Rewrite the data below as a Markdown table with the columns Row and Line. Put each nonblank line in its own row with its row number, and leave out the blank lines.

[Begin ITEMS]

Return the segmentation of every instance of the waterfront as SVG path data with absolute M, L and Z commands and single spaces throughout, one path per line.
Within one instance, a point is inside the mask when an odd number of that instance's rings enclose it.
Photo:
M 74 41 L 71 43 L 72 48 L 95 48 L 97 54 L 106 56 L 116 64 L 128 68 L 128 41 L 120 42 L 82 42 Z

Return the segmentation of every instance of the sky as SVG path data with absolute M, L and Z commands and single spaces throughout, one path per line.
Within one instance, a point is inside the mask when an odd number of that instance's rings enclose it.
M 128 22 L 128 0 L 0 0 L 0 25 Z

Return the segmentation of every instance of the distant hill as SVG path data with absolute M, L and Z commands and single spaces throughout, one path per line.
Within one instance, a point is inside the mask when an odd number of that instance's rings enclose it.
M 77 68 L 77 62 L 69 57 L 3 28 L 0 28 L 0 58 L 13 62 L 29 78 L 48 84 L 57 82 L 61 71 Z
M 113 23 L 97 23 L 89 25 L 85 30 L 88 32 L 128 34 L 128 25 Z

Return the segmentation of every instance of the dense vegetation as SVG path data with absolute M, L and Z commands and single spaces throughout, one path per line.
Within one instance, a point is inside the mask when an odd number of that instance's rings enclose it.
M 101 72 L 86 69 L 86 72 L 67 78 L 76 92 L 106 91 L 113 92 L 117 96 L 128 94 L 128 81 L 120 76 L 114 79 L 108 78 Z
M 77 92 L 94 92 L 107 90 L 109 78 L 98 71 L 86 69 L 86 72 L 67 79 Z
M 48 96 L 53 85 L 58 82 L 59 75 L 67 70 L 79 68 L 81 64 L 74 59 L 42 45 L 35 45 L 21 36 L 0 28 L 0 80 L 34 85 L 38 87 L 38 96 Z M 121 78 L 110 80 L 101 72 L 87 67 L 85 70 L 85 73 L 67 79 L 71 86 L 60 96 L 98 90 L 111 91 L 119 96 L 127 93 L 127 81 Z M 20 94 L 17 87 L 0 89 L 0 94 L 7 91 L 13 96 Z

[End ITEMS]

**TASK ANSWER**
| Row | Line |
|---|---|
| 1 | Return the segmentation of every instance of the waterfront as SVG path data with absolute M, L and Z commands and single spaces throughout, one path per line. |
| 2 | Within one instance, a point is inside the mask when an odd number of that instance's rings enclose it. |
| 3 | Photo: |
| 4 | M 74 41 L 71 43 L 72 48 L 95 48 L 97 54 L 106 56 L 116 64 L 128 68 L 128 41 L 120 42 L 82 42 Z |
| 5 | Return the segmentation of every instance of the sky as SVG path data with absolute M, L and Z commands and single spaces throughout, one path per line. |
| 6 | Within one instance, a point is inside the mask when an odd number of that instance's rings enclose it. |
| 7 | M 128 22 L 128 0 L 0 0 L 0 25 Z |
| 8 | Return the segmentation of every instance of the distant hill as SVG path data with absolute M, L and Z commands and single spaces throughout, one path per line. |
| 9 | Within one instance, a point is inside the mask when an odd number of that instance's rings enclose it. |
| 10 | M 77 68 L 77 62 L 69 57 L 3 28 L 0 28 L 0 58 L 13 62 L 29 78 L 48 84 L 57 82 L 61 71 Z |
| 11 | M 113 23 L 97 23 L 89 25 L 85 30 L 88 32 L 128 34 L 128 25 Z |
| 12 | Return the segmentation of every instance of the dense vegetation as SVG path data with absolute M, L and Z commands and single spaces throughout, one path per line. |
| 13 | Within one instance, a point is inside the mask when an odd number of that instance's rings enclose it. |
| 14 | M 101 72 L 86 69 L 86 72 L 67 78 L 76 92 L 106 91 L 113 92 L 117 96 L 128 94 L 128 81 L 120 76 L 114 79 L 108 78 Z |
| 15 | M 77 92 L 94 92 L 107 90 L 109 78 L 98 71 L 86 69 L 86 72 L 67 79 Z |
| 16 | M 48 96 L 53 85 L 58 82 L 59 75 L 67 70 L 79 68 L 81 64 L 74 59 L 42 45 L 35 45 L 21 36 L 0 28 L 0 80 L 34 85 L 38 87 L 38 96 Z M 121 78 L 110 80 L 101 72 L 87 67 L 85 70 L 85 73 L 67 79 L 71 86 L 60 96 L 98 90 L 111 91 L 119 96 L 127 93 L 127 81 Z M 20 94 L 17 87 L 0 89 L 0 94 L 7 91 L 13 96 Z |